*** Document section

On Tuesday, the Environment Committee adopted a resolution objecting to the Commission’s proposal to amend the rules concerning lead concentration, and particularly concerning lead in PVC. Members consider that the proposed amendments do not protect human health and the environment enough, which is also the primary objective of the REACH regulation.
The Commission regulation proposes restricting the use and presence of lead and its compounds in articles produced from Polyvinyl chloride (PVC), a widely produced synthetic plastic, setting a maximum concentration limit of lead of 0,1 % by weight of the PVC material. It also introduces two derogations.
No exceptions for recycled PVC
MEPs are unhappy with two proposed derogations for recovered PVC materials, which will be in place for 15 years. One would allow concentration of lead up to 2 % by weight of rigid PVC and the other 1 % by weight of flexible/soft PVC.
MEPs recall that lead is a toxic substance that can seriously affect health, including irreversible neurological damage, even in low doses. They believe that the levels proposed by the Commission do not correspond to “safe levels” and underline there are alternatives to PVC available. They also highlight that recycling should not justify the continued use of hazardous substances, as prevention takes priority over recycling.

******
*** Source information

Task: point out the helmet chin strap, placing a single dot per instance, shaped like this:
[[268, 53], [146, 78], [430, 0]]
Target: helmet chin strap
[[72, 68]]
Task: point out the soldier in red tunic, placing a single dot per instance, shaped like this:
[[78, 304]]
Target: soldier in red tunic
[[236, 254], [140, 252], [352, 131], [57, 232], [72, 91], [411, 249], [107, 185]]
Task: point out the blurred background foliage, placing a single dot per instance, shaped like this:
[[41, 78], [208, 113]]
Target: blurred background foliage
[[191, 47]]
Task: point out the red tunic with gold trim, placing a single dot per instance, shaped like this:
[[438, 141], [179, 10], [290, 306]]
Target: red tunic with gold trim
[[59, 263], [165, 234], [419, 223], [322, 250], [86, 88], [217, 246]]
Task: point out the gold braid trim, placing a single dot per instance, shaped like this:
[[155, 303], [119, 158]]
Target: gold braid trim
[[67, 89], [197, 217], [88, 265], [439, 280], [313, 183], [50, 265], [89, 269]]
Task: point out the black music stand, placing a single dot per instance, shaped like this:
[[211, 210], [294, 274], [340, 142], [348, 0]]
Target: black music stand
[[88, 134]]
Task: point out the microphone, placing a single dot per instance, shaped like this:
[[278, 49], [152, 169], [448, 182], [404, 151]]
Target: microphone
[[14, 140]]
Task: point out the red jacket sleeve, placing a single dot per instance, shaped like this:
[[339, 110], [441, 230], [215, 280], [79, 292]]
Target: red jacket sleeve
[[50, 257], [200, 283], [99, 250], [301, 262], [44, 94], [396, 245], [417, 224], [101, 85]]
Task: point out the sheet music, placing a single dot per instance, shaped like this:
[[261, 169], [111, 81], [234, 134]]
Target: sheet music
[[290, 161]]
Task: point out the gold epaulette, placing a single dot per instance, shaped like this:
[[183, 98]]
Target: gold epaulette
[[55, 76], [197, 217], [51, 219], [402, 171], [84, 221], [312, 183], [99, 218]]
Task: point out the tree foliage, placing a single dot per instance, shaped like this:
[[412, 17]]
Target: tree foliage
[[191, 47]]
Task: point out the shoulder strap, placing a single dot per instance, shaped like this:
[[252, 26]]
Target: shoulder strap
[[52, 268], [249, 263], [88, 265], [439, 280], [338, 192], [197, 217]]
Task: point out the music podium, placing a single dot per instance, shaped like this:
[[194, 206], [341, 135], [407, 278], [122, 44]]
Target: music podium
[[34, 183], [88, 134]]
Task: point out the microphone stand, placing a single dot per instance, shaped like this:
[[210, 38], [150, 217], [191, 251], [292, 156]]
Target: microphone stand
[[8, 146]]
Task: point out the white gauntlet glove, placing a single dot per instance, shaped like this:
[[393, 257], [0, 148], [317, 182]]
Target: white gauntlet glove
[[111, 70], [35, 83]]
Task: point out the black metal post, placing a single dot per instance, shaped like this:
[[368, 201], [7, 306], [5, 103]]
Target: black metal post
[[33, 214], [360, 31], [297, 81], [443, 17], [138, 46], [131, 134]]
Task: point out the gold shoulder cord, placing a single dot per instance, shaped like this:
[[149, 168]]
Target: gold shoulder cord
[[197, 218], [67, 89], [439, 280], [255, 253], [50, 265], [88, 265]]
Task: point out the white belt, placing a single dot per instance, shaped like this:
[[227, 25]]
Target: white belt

******

Write the next part of the report on the Environment Committee's objection to the Commission's proposal on lead in PVC, starting after its final sentence.

→ Written answer:
The resolution was adopted with 42 votes to 22 and 4 abstentions. It will now be put to a vote at the February plenary in Strasbourg. If Parliament objects within the deadline set of 27 February 2020, the draft measure shall not be adopted by the Commission. The Commission may either submit an amended draft or present a new one.
Parliament has long held the position that recycling PVC must not perpetuate the problem of heavy metals. Lead in PVC has been phased out in the EU since 2015 due to the EU PVC industry’s voluntary commitment, but lead in PVC continues to enter the EU via imported products.